Work task -> Everything in the listing should be set down exactly, apart from the pictures.

Given data ->
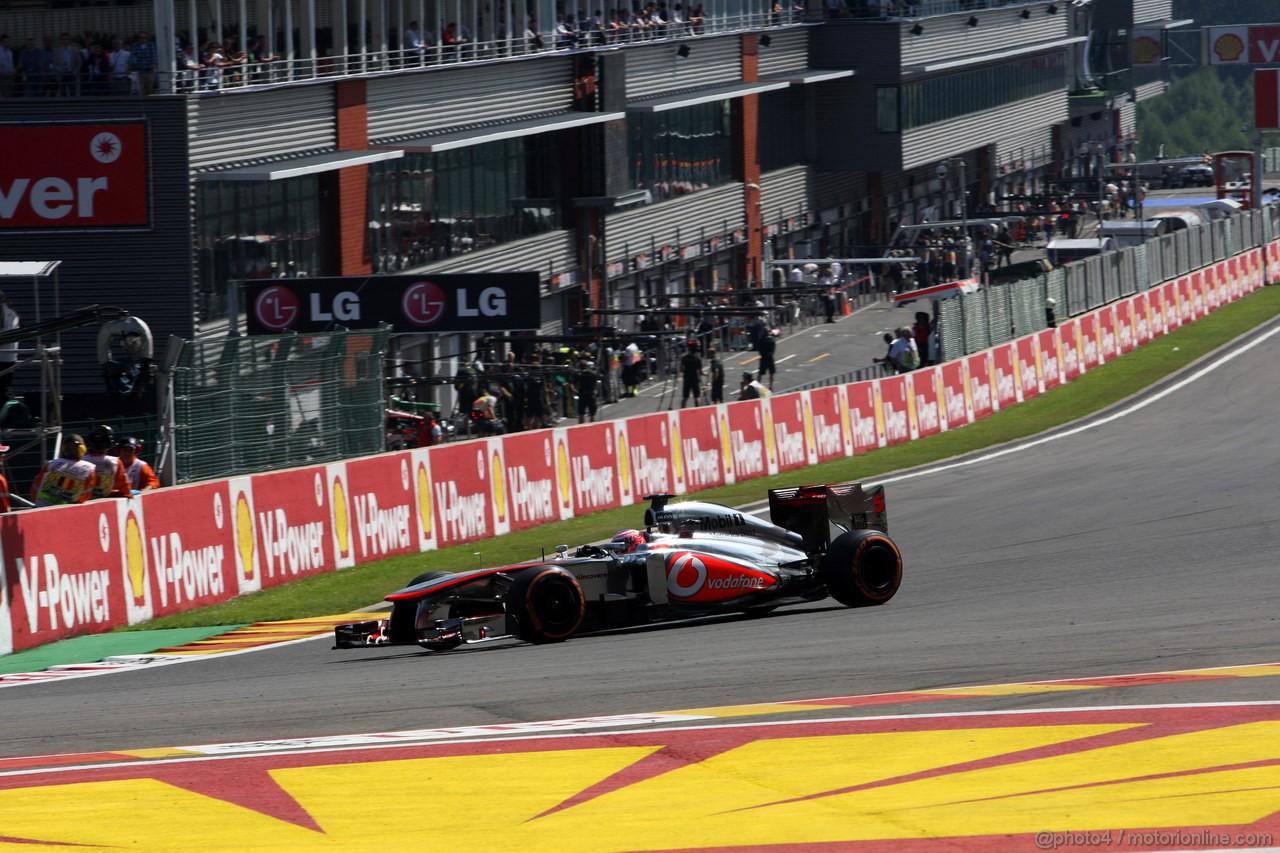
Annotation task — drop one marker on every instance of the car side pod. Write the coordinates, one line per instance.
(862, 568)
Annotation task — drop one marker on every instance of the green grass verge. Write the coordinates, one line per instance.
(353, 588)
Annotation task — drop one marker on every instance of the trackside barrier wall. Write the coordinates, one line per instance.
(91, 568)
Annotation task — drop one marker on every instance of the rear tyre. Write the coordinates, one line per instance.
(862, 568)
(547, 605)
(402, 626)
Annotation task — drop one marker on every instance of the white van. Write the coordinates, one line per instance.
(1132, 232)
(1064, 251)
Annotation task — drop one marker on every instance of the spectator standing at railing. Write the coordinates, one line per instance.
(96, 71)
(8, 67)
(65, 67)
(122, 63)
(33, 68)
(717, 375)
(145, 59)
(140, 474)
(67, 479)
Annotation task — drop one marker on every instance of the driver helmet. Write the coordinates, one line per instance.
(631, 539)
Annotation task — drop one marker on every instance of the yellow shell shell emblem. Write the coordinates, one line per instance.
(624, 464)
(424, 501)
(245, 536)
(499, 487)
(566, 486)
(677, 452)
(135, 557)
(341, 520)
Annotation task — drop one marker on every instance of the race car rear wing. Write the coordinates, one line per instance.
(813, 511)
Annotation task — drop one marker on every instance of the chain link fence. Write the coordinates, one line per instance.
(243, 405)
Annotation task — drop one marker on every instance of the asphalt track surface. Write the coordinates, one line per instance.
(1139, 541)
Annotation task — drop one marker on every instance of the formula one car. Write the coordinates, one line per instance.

Solution for this exercise ->
Annotation task — drop one marker on every instance of the car side pod. Write the coordinates, one line per instance.
(862, 568)
Annotation task — drop one marker on every instance of the green grass verge. Write the coordinates, one line per instance.
(353, 588)
Annotation task — drop one marker on every instance of the trackside barrier wall. Write the coordinates, one line per instance.
(91, 568)
Annotation task — drop one marker on every instance of the rear tyre. Write the coordinates, one line per instance.
(862, 568)
(547, 605)
(402, 626)
Annotation task — drop one marker on every instance of the white van. Write the coordinates, one line per instance.
(1132, 232)
(1064, 251)
Annotation task — drop one marker on every instance of the spectator standing at railing. Write the coordinates, one line per instance.
(96, 71)
(8, 67)
(65, 67)
(122, 63)
(33, 68)
(717, 375)
(145, 59)
(140, 474)
(67, 479)
Annotation task — drop one marker on every instance of the driver helmet. Write the coordinates, one line per instance.
(631, 539)
Annotation task — drop one marker on every instance of the yellow shell shell emblem. Write the coordinates, one line per instance.
(624, 464)
(424, 501)
(245, 536)
(499, 487)
(566, 486)
(677, 452)
(135, 557)
(341, 520)
Annotation task — drop one marker on every instance of the race car rear wing. Write the coordinates, one line per instance.
(813, 511)
Annotation task — drop one marker on every instance of the chain link fence. Write the coordinates, one line per instance.
(243, 405)
Annotation task — drop one marker on every instance of the asphalt track surface. Write the coordinates, one line per instance.
(1139, 541)
Annotation task — drop one marker on every instance of the formula one car. Write the coordinates, one line per instance.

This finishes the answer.